Data for this exercise: Begin

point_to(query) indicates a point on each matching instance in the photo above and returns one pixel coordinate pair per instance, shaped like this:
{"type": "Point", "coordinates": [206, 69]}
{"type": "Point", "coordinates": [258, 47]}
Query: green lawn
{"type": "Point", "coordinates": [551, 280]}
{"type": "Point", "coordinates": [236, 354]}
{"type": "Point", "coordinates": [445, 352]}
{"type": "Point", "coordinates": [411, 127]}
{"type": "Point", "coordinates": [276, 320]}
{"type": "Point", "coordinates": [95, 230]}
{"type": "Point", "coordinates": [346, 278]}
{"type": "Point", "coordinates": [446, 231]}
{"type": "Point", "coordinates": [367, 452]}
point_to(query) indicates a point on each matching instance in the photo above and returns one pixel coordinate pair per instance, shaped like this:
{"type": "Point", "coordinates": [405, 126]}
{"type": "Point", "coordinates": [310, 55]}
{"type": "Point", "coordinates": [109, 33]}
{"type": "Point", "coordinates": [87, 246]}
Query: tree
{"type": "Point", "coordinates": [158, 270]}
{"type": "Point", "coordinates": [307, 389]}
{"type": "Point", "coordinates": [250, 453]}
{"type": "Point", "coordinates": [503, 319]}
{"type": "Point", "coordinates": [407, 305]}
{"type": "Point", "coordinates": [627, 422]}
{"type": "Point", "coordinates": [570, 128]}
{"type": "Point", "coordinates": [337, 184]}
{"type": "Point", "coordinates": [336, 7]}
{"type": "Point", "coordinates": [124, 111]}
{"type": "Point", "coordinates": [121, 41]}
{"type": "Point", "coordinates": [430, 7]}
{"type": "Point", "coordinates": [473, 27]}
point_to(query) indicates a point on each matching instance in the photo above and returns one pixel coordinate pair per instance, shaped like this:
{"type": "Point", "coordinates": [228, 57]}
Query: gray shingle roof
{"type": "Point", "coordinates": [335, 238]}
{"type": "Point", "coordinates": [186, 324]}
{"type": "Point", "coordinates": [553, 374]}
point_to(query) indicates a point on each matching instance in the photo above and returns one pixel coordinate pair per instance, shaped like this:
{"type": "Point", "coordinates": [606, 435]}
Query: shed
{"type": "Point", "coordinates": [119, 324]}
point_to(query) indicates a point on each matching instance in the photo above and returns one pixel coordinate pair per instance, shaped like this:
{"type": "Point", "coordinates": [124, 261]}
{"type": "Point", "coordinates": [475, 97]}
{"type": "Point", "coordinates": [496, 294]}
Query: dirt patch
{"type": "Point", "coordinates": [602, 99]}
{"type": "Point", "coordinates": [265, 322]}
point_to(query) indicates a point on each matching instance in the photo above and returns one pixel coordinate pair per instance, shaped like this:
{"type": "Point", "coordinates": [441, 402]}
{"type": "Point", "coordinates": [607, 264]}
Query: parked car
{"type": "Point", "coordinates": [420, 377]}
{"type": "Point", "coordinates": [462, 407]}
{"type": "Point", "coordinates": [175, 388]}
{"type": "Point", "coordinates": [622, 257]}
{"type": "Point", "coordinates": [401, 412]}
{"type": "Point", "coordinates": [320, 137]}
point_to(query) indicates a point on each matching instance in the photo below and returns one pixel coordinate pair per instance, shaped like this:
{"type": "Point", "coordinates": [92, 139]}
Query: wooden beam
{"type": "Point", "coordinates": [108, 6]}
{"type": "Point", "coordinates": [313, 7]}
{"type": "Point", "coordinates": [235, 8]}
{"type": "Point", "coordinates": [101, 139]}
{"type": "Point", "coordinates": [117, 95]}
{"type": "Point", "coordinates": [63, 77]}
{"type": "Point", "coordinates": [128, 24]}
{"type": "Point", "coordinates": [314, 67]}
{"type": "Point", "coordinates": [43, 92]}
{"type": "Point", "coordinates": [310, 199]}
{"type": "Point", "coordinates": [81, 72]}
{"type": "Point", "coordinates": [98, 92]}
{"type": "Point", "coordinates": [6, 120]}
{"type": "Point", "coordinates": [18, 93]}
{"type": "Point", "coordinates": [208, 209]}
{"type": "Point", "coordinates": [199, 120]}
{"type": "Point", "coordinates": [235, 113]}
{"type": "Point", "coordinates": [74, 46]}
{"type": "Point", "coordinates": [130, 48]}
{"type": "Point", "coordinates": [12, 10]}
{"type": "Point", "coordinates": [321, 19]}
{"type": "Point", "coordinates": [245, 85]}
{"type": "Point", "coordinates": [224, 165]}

Data for this exercise: End

◆ Task to complete
Put down each entry again, unchanged and complete.

◆ Task output
point_to(query) indicates a point on each matching instance in the photo above and returns one pixel coordinate pair per instance, shaped like this:
{"type": "Point", "coordinates": [206, 69]}
{"type": "Point", "coordinates": [258, 47]}
Query: green lawn
{"type": "Point", "coordinates": [551, 280]}
{"type": "Point", "coordinates": [236, 354]}
{"type": "Point", "coordinates": [445, 352]}
{"type": "Point", "coordinates": [411, 127]}
{"type": "Point", "coordinates": [276, 320]}
{"type": "Point", "coordinates": [95, 230]}
{"type": "Point", "coordinates": [346, 278]}
{"type": "Point", "coordinates": [446, 231]}
{"type": "Point", "coordinates": [367, 452]}
point_to(query) indicates a point on each matching instance in the photo above and returns one pixel coordinate pair per instance, shaped like this:
{"type": "Point", "coordinates": [405, 126]}
{"type": "Point", "coordinates": [310, 55]}
{"type": "Point", "coordinates": [109, 33]}
{"type": "Point", "coordinates": [87, 246]}
Query: tree
{"type": "Point", "coordinates": [158, 270]}
{"type": "Point", "coordinates": [307, 389]}
{"type": "Point", "coordinates": [250, 453]}
{"type": "Point", "coordinates": [503, 319]}
{"type": "Point", "coordinates": [407, 305]}
{"type": "Point", "coordinates": [627, 422]}
{"type": "Point", "coordinates": [570, 128]}
{"type": "Point", "coordinates": [337, 184]}
{"type": "Point", "coordinates": [336, 7]}
{"type": "Point", "coordinates": [124, 111]}
{"type": "Point", "coordinates": [121, 41]}
{"type": "Point", "coordinates": [430, 7]}
{"type": "Point", "coordinates": [473, 27]}
point_to(query) indicates a point on each matching instance in the photo above and returns one pixel coordinate pair per instance, shaped like this:
{"type": "Point", "coordinates": [228, 57]}
Query: gray shingle roof
{"type": "Point", "coordinates": [335, 238]}
{"type": "Point", "coordinates": [186, 324]}
{"type": "Point", "coordinates": [553, 374]}
point_to(query) indicates a point on each matching instance in the photo above and returns one pixel coordinate pair per instance, shaped like this:
{"type": "Point", "coordinates": [606, 435]}
Query: shed
{"type": "Point", "coordinates": [119, 324]}
point_to(query) indicates a point on each matching instance in the photo above and returns one pixel coordinate pair per instance, shaped like this:
{"type": "Point", "coordinates": [124, 261]}
{"type": "Point", "coordinates": [475, 97]}
{"type": "Point", "coordinates": [496, 294]}
Query: dirt patch
{"type": "Point", "coordinates": [602, 99]}
{"type": "Point", "coordinates": [265, 322]}
point_to(query) indicates a point on each matching instance in the photo above and returns one pixel coordinate pair per instance, shaped like this:
{"type": "Point", "coordinates": [441, 402]}
{"type": "Point", "coordinates": [607, 264]}
Query: parked car
{"type": "Point", "coordinates": [420, 377]}
{"type": "Point", "coordinates": [462, 407]}
{"type": "Point", "coordinates": [175, 388]}
{"type": "Point", "coordinates": [622, 257]}
{"type": "Point", "coordinates": [401, 412]}
{"type": "Point", "coordinates": [320, 137]}
point_to(query) indicates a point on each matching instance in the photo below and returns one pixel coordinate pair per instance, shaped like this:
{"type": "Point", "coordinates": [92, 139]}
Query: wooden beam
{"type": "Point", "coordinates": [108, 6]}
{"type": "Point", "coordinates": [313, 7]}
{"type": "Point", "coordinates": [235, 8]}
{"type": "Point", "coordinates": [101, 139]}
{"type": "Point", "coordinates": [117, 95]}
{"type": "Point", "coordinates": [63, 77]}
{"type": "Point", "coordinates": [128, 24]}
{"type": "Point", "coordinates": [314, 67]}
{"type": "Point", "coordinates": [43, 92]}
{"type": "Point", "coordinates": [310, 199]}
{"type": "Point", "coordinates": [81, 72]}
{"type": "Point", "coordinates": [98, 92]}
{"type": "Point", "coordinates": [6, 120]}
{"type": "Point", "coordinates": [18, 93]}
{"type": "Point", "coordinates": [208, 209]}
{"type": "Point", "coordinates": [199, 120]}
{"type": "Point", "coordinates": [235, 113]}
{"type": "Point", "coordinates": [74, 46]}
{"type": "Point", "coordinates": [130, 48]}
{"type": "Point", "coordinates": [12, 10]}
{"type": "Point", "coordinates": [321, 19]}
{"type": "Point", "coordinates": [245, 85]}
{"type": "Point", "coordinates": [224, 165]}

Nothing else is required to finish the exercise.